» **Исходный фрагмент**:
- - -

Гойя видел и понимал происходящие в Европе и своей стране процессы гораздо отчетливее и реалистичнее, чем люди власти с их вечным желанием принять желаемое за действительное. Но при этом он пока еще высоко ценит свое положение придворного живописца, конфидента знатных персон, вхожего в коридоры власти. Он дает поручение своему сарагосскому другу и доверенному лицу Мартину Сапатеру поискать в архивах Арагона документальные свидетельства дворянского происхождения его предков. Мать Гойи из рода Лусьентес вроде бы происходила из дворян, поскольку семейное предание гласило, что ее род имел дворянское звание, стершееся из памяти по воле неблагоприятной судьбы. Не всякий испанец старался в бедности помнить о своих рыцарских корнях или воображать их, как Дон Кихот.
В Париже бунтуют, скоро с гильотин полетят головы аристократов, знатность рода перестанет быть желанной привилегией и превратится в угрозу жизни. Но наш герой не сомневается, что ему, приближенному короля, уже вхожему в высшее общество, не мешает обзавестись фамильным гербом. Испания есть Испания: если есть возможность получить дворянство, то ее нельзя упускать.

- - -

» **Письменное задание**: Выпишите из фрагмента о Гойе все имена собственные, которые называют людей, их род или литературного персонажа.

[Записи набора данных с точечной разметкой]
- - -

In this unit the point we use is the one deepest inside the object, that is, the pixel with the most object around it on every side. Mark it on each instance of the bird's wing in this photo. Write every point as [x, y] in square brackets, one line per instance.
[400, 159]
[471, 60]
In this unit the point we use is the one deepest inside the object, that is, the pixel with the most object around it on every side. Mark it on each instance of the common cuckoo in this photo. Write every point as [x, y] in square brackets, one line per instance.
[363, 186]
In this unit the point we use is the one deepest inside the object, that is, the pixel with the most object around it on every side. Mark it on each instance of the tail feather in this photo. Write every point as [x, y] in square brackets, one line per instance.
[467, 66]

- - -

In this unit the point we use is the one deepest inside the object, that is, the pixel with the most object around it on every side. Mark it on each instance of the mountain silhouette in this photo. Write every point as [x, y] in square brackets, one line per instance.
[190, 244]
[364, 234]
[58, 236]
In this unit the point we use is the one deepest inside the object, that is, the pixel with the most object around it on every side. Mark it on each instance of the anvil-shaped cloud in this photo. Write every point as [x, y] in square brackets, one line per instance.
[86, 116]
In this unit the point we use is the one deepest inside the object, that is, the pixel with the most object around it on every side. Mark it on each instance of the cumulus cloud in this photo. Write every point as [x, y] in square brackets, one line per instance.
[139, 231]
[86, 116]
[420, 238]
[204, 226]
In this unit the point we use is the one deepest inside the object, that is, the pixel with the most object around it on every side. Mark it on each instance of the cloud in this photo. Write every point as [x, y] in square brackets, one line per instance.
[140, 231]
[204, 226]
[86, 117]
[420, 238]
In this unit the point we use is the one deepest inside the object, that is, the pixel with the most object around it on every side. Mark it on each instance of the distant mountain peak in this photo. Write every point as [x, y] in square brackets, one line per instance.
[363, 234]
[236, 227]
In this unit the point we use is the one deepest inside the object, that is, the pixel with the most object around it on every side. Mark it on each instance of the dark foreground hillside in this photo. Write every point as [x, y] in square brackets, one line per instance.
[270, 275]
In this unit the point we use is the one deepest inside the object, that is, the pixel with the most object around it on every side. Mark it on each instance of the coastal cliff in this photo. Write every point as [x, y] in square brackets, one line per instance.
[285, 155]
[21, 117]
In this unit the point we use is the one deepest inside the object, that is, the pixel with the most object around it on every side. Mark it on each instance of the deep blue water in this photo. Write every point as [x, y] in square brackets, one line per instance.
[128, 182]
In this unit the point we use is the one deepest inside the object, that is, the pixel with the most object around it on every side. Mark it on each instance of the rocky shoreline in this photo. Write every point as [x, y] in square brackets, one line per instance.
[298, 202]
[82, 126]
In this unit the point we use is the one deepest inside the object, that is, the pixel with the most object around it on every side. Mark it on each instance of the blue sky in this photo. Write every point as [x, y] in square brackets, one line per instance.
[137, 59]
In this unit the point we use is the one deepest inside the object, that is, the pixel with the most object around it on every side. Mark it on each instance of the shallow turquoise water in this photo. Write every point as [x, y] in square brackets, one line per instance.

- - -

» **Ответ**: Гойя, Мартин Сапатер, Лусьентес, Дон Кихот.